+++ TESTO DEL DOCUMENTO
MAJOLINI: TRA ARTE E VINO ALLA RICERCA DELLA BELLEZZA ASSOLUTA

Non credo sia costruito, o per meglio dire, artefatto, quell’insieme di opere d’arte contemporanea che dialogano all’interno della tenuta di Majolini, a Ome in Franciacorta. No, non è per ostentare un’immagine precostituita di sé o dell’azienda che Simone Majolini, attuale proprietario, ha fatto installare commissionandole numerosissime opere di artisti riconosciuti e importanti (e ovviamente come tali adeguatamente quotati). L’impulso alla creatività, la fantasia produttiva, la continua, evanescente e donchisciottesca  ricerca alla bellezza assoluta non è solo dichiarata, ma anche evidente. Evidente nella scelta delle opere, nel loro rapporto con la cantina e, non ultimo, la qualità altissima dei vini prodotti.

L’arrivo alla cantina per me è già grande motivo di stupore: nella Franciacorta che sono abituato a conoscere e normalmente frequento il piccolissimo e – senza esagerare – vetusto paesino di Ome rappresenta un’eccezione. Per arrivare da Majolini ci si deve inoltrare nelle stradine di questo dove alla fine, salendo verso la collina, ci si imbatte in un cancello piuttosto austero. L’azienda sta lì sopra, al centro di un bellissimo anfiteatro che guarda verso sud; l’edificio è di forma allungata, praticamente nuovo ma studiato affinché si sposi al meglio col paesaggio circostante: un grande investimento per un grandissimo risultato.

La cantina è costeggiata, a monte, da muretti a secco sui cui terrazzamenti son coltivati ulivi, mentre verso valle prendono piede alcuni vigneti di proprietà. Due enormi opere d’arte mi accolgono non appena scendo dalla macchina; lì per lì do un’occhiata di sfuggita, con una curiosità mista a sorpresa (e a sete: sono pur arrivato lì per bere), poi però mi viene incontro Simone, il quale dopo essersi presentato mi fa da Cicerone. L’azienda Majolini,  mi spiega, fa perno sul concetto riassunto in  “3A”, ossia Architettura, Ambiente (cioè sostenibilità, come la raccolta delle acque piovane, etc.) e Arte. Le opere esposte all’esterno sono: la prima una passionale e carnale unione armonica di due cavalli, tutte e due rampanti e sguardo fisso verso il cielo, verso l’eterno (si chiama infatti Cavalli innamorati, e l’artista è Aligi Sassu); mentre il secondo più vicino all’ingresso è la coda di un capidoglio (in scala 1:1?) realizzata con una particolarissima e difficile tecnica da Mattia Trotta. Il Moby Dick (questo è il nome dell’opera) rappresenta per Simone il simbolo del sogno irraggiungibile, ovvero, ammette, creare un vino perfetto.
++++++
*ESERCIZIO PROPOSTO 1*:
Per ciascuna affermazione indica se concorda con il testo sulla cantina Majolini, rispondendo sì o no e citando alla lettera le parole del testo che lo stabiliscono.
(a) La tenuta Majolini si trova a Ome, in Franciacorta.
(b) L'opera Cavalli innamorati è di Mattia Trotta.
(c) Per Simone il Moby Dick simboleggia il sogno di creare un vino perfetto.
Il testo e le righe provengono da fonti distinte.
+++ RIGHE DELL'ESERCIZIO
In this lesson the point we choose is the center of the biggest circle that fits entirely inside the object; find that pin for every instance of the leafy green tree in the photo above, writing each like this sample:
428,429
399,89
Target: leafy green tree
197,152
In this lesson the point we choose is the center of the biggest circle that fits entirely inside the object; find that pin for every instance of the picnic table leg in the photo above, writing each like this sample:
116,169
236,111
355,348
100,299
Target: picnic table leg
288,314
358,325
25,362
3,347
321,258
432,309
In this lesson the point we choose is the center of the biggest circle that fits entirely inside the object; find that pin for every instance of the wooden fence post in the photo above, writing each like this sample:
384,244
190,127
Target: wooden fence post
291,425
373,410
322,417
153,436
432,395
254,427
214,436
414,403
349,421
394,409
++++++
+++ RIGHE DELL'ESERCIZIO
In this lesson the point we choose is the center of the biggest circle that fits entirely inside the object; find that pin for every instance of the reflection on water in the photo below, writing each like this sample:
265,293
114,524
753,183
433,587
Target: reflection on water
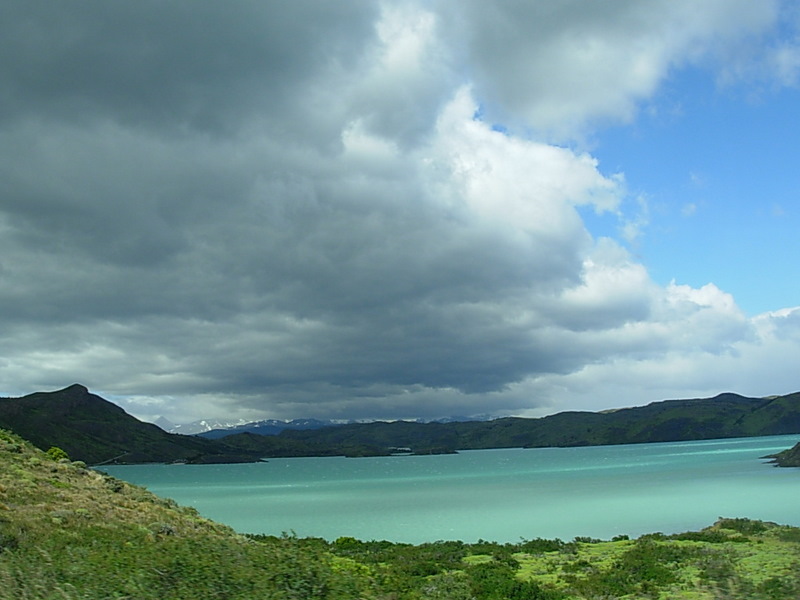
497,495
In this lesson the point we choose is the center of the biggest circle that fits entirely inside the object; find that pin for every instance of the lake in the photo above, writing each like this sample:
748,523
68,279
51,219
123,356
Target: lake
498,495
++++++
*ESERCIZIO PROPOSTO 2*:
Individua ogni riga che contiene la stringa "each" e ricopiala. Maiuscole e minuscole contano.

*RISPOSTA COMPLETA 1*:
(a) Sì: «all’interno della tenuta di Majolini, a Ome in Franciacorta»
(b) No: «si chiama infatti Cavalli innamorati, e l’artista è Aligi Sassu»
(c) Sì: «rappresenta per Simone il simbolo del sogno irraggiungibile, ovvero, ammette, creare un vino perfetto»

*RISPOSTA COMPLETA 2*:
In this lesson the point we choose is the center of the biggest circle that fits entirely inside the object; find that pin for every instance of the leafy green tree in the photo above, writing each like this sample:
In this lesson the point we choose is the center of the biggest circle that fits entirely inside the object; find that pin for every instance of the picnic table leg in the photo above, writing each like this sample:
In this lesson the point we choose is the center of the biggest circle that fits entirely inside the object; find that pin for every instance of the wooden fence post in the photo above, writing each like this sample:
In this lesson the point we choose is the center of the biggest circle that fits entirely inside the object; find that pin for every instance of the reflection on water in the photo below, writing each like this sample:
In this lesson the point we choose is the center of the biggest circle that fits entirely inside the object; find that pin for every instance of the lake in the photo above, writing each like this sample:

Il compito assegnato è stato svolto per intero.